Newton-Raphson with derivative given or simple

Questions where the derivative is either already provided, trivial to compute (simple polynomials), or the function is a simple polynomial where differentiation is straightforward, requiring minimal calculus work before applying Newton-Raphson.

4 questions

Edexcel FP1 Specimen Q1
1. $$f ( x ) = x ^ { 3 } - 3 x ^ { 2 } + 5 x - 4$$
  1. Use differentiation to find \(\mathrm { f } ^ { \prime } ( x )\). The equation \(\mathrm { f } ( x ) = 0\) has a root \(\alpha\) in the interval \(1.4 < x < 1.5\)
  2. Taking 1.4 as a first approximation to \(\alpha\), use the Newton-Raphson procedure once to obtain a second approximation to \(\alpha\). Give your answer to 3 decimal places.

### [Provided data]
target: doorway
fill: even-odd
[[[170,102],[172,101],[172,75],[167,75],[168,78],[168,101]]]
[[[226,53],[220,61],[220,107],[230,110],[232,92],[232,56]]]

### [Brief 1]
In the Newton-Raphson page, reproduce everything from "4 questions" down to "interval \(1.4 < x < 1.5\)", changing "interval" to "range".
### [Brief 2]
Render this sentence from the Newton-Raphson page in French: "Give your answer to 3 decimal places."

### [Final answer 1]
4 questions

Edexcel FP1 Specimen Q1
1. $$f ( x ) = x ^ { 3 } - 3 x ^ { 2 } + 5 x - 4$$
  1. Use differentiation to find \(\mathrm { f } ^ { \prime } ( x )\). The equation \(\mathrm { f } ( x ) = 0\) has a root \(\alpha\) in the range \(1.4 < x < 1.5\)

### [Final answer 2]
Donnez votre réponse à 3 décimales près.